▶ _Consegne_
1. Nel brano sull'arte orafa nei paesi di montagna, da quale città l'oreficeria giunse a Pescocostanzo nel Seicento?
2. Elenca tutti i centri che il brano sull'arte orafa nei paesi di montagna presenta come luoghi in cui quest'arte raggiunse vette di raffinatezza e bellezza.
3. Scrivi il seguito del brano sull'arte orafa nei paesi di montagna, partendo dal punto in cui termina.

La Canziani è sorpresa di trovare tanta ricchezza in un piccolo
paese di montagna: non sa che quei paesi, posti ai margini dei
grandi tratturi, sui quali ogni anno transitavano milioni di
pecore, erano importanti centri dove si addensavano ricchezza ed
attività commerciali. In quei centri abitati tra le montagne
risiedevano i padroni delle greggi e ricchi mercanti: persone
appartenenti ad un ceto sociale che, già dal XVII secolo, era in
grado, commissionando gioielli per le proprie famiglie o preziosi
arredi sacri da donare alle chiese del paese, di produrre una
domanda di arte orafa talmente consistente da dare impulso a
questo mercato su tutto il territorio regionale.
Diversi sono i centri dove quest’arte raggiunse vette di
raffinatezza e bellezza. A Pescocostanzo, dove i maestri lombardi
avevano abituato gli occhi dei pescolani ad essere circondati
dalla bellezza delle loro decorazioni scultoree, questo senso
estetico, diffusosi tra le classi più abbienti del paese, fece
sì che nel Seicento divenisse irresistibile anche il richiamo
dell’oreficeria, che da Napoli, capitale del Regno, attecchì
con forza e con successo.
A Guardiagrele, importante centro commerciale, da sempre padrone
della tecnica di lavorare i metalli, tanto che fin dal
Quattrocento un suo figlio, Nicola, aveva portato fino a Firenze
la fama della sua mano leggera nel cesellare argenti e ori
ricoperti da smalti color cobalto.
A Sulmona, la sede del vicerè, città ricchissima di denaro e di
vita, dove l’oreficeria, dapprima soltanto religiosa, si
applicò poi anche alla creazione di gioielli.
A Scanno, dove per gli abitanti l’oro ed i gioielli erano un
modo di investire gli abbondanti guadagni, poiché in montagna i
terreni sono di scarso valore e le case troppo grandi sono
costose, poi, da tenere e da riscaldare negli inverni lunghi e
rigidi. L’antico abito tradizionale delle scannesi, di panno
nero, con la sua severità e compostezza, era reso meno austero
dalle collane, dagli orecchini e dai bottoni d’argento, semplici
accessori che diventavano gioielli nelle mani degli artigiani.

▶ _Materiale estratto_

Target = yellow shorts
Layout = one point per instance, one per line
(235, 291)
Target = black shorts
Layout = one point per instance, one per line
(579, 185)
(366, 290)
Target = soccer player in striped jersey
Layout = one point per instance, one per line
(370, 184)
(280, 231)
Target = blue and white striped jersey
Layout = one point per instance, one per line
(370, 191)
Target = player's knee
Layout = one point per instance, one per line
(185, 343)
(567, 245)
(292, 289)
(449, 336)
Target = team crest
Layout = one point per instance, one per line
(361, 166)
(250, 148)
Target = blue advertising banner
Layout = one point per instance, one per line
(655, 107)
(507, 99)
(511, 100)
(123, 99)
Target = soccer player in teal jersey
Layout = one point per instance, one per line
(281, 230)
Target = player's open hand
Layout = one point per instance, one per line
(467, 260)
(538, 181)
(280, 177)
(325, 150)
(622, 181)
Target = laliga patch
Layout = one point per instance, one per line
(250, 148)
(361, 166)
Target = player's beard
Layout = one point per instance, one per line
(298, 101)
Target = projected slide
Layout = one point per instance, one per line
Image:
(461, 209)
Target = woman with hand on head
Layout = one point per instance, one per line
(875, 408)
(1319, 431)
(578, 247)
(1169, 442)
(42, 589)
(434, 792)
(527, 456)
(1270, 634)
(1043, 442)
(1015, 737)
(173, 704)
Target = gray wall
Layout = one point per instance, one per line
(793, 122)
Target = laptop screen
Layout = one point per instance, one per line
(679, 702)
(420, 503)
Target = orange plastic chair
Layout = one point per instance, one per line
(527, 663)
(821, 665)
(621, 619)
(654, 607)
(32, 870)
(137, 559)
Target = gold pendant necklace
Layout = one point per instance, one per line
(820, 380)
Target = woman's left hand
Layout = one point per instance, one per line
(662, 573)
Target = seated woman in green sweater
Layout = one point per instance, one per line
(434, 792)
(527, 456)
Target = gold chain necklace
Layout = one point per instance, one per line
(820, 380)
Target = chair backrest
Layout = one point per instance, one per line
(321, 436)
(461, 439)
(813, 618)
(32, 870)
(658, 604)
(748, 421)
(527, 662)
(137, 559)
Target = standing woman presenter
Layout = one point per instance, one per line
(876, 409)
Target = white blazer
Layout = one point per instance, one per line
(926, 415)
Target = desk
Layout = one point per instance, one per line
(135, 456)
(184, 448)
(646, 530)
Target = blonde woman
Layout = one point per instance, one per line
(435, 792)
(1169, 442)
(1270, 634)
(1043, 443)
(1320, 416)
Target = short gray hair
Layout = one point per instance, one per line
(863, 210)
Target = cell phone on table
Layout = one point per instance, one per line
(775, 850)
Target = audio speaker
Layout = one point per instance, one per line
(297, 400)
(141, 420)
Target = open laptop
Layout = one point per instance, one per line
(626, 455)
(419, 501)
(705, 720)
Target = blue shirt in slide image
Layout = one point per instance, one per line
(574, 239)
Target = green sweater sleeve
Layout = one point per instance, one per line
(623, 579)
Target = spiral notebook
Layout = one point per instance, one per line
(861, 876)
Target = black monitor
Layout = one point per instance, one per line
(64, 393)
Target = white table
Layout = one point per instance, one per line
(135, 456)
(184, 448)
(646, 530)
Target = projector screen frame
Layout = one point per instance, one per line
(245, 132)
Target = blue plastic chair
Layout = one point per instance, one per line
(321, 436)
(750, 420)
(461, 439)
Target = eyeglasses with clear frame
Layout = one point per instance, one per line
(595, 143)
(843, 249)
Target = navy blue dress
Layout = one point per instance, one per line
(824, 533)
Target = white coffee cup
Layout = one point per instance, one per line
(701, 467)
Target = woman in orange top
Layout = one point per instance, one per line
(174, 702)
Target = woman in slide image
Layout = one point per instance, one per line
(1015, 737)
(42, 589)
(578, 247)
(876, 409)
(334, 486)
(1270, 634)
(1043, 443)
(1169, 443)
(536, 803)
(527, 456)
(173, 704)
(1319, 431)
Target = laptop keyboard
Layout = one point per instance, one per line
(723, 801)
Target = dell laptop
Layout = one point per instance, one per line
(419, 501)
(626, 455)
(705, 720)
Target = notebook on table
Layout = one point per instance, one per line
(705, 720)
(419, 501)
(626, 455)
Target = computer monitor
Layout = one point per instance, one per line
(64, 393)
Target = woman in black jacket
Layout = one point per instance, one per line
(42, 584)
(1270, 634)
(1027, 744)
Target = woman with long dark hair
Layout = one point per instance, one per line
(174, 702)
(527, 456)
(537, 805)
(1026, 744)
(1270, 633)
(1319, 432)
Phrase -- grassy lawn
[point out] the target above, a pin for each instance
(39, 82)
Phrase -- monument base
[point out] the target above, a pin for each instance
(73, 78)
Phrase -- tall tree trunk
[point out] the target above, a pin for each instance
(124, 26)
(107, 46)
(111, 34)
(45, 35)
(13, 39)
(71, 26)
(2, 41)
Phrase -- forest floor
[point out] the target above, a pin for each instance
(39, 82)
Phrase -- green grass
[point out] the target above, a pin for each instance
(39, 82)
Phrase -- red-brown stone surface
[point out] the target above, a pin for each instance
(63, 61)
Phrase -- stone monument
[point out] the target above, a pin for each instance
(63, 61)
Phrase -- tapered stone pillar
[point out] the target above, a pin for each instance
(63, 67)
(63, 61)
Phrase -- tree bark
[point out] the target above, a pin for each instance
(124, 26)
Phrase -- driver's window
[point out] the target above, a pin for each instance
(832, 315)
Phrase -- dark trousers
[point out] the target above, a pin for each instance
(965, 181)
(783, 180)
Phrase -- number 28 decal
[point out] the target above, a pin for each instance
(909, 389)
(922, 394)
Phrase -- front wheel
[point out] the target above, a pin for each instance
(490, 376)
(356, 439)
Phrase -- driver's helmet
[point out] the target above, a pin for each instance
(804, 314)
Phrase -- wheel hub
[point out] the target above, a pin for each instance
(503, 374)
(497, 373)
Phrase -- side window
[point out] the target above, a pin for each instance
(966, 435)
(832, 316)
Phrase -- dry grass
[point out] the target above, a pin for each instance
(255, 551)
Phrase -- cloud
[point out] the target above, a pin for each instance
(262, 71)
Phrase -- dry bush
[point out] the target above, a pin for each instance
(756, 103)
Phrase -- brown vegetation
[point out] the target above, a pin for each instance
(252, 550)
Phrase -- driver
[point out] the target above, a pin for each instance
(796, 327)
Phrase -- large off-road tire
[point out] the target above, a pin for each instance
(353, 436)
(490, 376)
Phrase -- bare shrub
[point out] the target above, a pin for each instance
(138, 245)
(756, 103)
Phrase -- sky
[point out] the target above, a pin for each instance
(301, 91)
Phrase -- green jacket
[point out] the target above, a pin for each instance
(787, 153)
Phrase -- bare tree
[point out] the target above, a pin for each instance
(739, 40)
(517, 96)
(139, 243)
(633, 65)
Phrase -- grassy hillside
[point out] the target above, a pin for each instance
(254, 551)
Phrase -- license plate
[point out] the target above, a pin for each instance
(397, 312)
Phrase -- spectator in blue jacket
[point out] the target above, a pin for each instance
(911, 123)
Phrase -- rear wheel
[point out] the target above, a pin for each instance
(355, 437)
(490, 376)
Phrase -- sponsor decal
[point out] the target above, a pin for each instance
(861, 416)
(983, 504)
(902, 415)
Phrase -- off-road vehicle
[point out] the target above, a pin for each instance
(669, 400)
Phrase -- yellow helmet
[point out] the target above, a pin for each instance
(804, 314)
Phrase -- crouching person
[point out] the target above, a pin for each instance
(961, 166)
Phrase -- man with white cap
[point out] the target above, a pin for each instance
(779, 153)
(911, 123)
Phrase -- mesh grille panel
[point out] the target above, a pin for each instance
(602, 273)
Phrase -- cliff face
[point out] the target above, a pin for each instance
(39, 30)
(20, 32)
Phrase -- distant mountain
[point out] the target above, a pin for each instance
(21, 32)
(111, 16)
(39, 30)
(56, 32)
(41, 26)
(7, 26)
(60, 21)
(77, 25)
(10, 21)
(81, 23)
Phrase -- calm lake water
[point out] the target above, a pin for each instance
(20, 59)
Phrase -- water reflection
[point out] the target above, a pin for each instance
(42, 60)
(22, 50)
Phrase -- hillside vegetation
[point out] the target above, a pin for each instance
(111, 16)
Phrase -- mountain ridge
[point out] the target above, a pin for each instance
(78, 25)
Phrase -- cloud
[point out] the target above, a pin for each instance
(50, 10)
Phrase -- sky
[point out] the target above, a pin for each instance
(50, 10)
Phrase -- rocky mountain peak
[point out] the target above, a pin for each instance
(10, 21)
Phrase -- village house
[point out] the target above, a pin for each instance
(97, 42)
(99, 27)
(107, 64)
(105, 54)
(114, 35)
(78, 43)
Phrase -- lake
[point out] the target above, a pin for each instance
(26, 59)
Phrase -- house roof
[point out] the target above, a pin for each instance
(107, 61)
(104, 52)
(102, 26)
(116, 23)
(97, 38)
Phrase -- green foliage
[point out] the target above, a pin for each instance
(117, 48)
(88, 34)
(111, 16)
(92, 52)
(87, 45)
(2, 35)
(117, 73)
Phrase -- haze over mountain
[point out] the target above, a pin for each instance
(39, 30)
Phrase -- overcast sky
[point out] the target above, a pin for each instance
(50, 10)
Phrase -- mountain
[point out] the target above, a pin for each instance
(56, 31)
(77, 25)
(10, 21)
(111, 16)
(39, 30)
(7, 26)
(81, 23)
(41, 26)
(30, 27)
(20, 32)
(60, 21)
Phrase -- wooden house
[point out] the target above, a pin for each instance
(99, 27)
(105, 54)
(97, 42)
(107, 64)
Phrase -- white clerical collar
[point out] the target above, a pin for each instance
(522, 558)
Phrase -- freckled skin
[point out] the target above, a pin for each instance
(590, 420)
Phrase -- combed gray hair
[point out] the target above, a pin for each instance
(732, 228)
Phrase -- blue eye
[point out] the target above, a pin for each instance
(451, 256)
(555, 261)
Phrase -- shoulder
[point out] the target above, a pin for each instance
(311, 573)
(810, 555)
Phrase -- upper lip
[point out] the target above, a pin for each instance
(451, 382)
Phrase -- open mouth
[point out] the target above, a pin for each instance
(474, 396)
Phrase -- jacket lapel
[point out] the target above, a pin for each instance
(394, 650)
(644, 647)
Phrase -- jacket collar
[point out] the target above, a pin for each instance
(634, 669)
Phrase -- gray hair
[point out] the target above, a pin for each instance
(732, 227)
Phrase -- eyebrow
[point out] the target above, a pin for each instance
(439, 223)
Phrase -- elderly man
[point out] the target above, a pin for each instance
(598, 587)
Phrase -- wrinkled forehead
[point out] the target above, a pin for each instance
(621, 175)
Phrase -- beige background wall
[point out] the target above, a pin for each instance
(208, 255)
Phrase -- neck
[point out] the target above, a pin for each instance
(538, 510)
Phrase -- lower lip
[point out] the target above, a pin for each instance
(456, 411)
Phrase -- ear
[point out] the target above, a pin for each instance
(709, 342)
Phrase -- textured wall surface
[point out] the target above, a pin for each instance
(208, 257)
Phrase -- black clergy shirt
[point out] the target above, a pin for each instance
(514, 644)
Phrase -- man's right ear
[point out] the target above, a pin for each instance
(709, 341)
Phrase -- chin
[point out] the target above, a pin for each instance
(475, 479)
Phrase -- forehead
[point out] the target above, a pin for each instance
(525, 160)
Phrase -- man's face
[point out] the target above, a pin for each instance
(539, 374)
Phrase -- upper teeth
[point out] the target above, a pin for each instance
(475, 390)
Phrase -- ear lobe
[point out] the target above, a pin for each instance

▶ _Risposte ai compiti_
1. Da Napoli, capitale del Regno.

2. Pescocostanzo, Guardiagrele, Sulmona, Scanno

3.
Ma da sempre l’oro ed i gioielli sono parte della cultura
abruzzese: ne abbiamo testimonianza da reperti risalenti all’epoca
italica, come testimonia il guerriero di Capestrano, la statua del
principe vestino del VI sec. a.C., con il collo adornato da una
corta collana che ricorda molto da vicino la cannatora, rimasta in
uso ancora oggi, realizzata sia con vaghi in filigrana, che in
lamina stampata a sbalzo e poi decorata. Oppure ricordiamo i
preziosi gioielli, armille, orecchini, bracciali e collane,
rinvenuti nelle tombe della necropoli di Campovalano, le cui
sepolture più antiche risalgono al VII secolo a.C..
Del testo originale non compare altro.